▶ Data

++++++++

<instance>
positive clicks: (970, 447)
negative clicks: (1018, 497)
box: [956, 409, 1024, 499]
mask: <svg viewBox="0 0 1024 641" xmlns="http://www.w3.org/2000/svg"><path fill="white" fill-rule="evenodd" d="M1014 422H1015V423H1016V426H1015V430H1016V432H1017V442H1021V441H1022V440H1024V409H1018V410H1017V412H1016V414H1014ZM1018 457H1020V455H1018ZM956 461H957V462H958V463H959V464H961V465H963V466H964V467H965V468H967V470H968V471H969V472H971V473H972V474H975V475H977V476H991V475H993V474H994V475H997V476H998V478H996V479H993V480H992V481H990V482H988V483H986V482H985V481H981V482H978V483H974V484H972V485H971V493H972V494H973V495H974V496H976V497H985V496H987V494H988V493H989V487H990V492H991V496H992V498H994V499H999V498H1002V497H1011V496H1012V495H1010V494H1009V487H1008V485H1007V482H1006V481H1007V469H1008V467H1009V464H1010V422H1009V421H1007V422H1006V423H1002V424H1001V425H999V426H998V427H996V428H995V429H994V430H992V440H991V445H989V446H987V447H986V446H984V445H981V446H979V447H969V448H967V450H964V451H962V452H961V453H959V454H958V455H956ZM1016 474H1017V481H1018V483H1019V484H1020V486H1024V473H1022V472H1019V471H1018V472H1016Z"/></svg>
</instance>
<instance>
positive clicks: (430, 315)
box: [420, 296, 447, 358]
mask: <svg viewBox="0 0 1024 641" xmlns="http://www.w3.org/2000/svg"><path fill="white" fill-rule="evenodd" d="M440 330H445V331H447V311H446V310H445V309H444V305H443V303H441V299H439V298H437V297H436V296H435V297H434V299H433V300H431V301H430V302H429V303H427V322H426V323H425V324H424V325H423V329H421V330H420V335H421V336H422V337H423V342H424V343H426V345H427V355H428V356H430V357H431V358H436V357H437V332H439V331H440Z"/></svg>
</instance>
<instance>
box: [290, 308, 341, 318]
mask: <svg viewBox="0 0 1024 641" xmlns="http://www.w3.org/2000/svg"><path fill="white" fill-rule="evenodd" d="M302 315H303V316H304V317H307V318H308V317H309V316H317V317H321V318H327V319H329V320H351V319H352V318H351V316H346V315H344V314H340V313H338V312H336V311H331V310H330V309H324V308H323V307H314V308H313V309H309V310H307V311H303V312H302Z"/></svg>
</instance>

++++++++

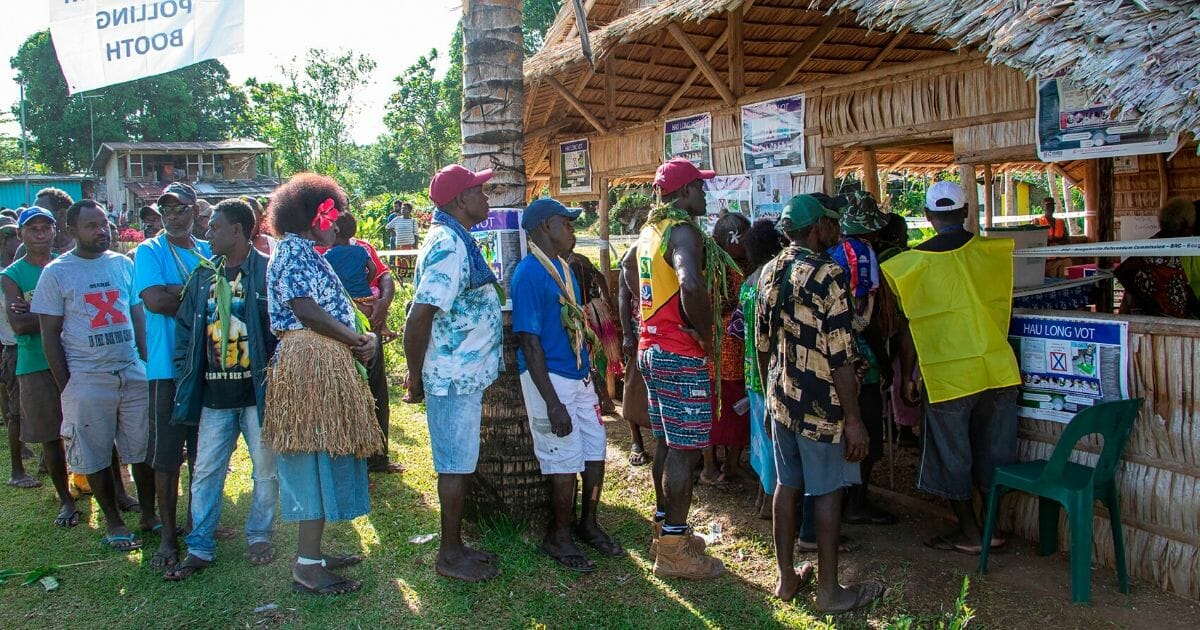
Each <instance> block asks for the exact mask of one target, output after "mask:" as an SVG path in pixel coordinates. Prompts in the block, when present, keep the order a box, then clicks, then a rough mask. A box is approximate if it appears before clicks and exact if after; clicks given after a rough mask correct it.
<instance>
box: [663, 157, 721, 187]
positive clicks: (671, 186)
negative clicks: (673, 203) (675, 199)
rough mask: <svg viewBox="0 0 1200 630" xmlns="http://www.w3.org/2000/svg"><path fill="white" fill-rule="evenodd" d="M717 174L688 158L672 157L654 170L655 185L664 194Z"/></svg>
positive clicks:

++++++++

▶ Required action
How many lines of the data above contain the string "negative"? Reply with the number only.

▶ Expected answer
2